> [Items from a dataset]:
╔══

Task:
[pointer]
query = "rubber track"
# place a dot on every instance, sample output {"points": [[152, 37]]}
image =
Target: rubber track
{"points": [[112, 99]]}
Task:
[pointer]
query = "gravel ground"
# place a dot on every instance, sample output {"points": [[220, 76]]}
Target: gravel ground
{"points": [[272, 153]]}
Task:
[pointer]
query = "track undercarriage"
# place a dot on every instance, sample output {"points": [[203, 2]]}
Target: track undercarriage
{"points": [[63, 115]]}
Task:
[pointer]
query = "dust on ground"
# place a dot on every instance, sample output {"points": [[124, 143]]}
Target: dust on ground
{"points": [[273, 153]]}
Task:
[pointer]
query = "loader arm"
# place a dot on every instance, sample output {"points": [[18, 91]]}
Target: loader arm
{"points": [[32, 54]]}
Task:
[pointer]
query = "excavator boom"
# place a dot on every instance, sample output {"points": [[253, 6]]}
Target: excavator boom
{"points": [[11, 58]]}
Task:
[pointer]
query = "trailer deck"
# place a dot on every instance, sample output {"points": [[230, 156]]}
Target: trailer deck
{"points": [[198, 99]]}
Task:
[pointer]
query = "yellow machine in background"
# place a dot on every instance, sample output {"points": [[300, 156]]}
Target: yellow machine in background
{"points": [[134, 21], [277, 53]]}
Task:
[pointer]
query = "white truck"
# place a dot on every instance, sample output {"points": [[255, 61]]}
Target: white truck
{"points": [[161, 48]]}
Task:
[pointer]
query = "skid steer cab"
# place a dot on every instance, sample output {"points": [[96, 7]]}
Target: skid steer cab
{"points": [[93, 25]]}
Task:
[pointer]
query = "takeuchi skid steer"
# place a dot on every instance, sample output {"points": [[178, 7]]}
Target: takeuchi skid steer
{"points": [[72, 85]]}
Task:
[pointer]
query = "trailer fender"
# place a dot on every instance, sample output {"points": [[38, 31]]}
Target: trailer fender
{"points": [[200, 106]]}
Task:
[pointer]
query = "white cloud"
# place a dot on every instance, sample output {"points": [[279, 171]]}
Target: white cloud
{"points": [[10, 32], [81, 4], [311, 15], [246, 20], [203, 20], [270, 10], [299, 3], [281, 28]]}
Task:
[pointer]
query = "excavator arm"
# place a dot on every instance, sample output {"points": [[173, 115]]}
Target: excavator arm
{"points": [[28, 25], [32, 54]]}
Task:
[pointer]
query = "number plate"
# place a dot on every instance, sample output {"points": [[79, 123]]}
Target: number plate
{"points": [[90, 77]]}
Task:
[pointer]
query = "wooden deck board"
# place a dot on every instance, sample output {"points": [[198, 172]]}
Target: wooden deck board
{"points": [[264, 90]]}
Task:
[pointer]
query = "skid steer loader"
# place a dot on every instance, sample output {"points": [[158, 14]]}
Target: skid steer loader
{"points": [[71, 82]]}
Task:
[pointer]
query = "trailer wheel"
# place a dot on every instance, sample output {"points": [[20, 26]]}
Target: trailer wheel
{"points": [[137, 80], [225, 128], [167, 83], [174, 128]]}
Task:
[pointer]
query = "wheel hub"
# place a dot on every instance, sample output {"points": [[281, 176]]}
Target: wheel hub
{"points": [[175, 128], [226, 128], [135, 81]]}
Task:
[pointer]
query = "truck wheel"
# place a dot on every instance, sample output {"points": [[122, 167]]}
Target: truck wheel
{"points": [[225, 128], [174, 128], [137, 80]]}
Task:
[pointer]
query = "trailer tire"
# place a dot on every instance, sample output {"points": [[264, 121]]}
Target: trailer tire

╚══

> [Work task]: Among the lines above, list those that contain the word "tire".

> [Exercise result]:
query = "trailer tire"
Target: trailer tire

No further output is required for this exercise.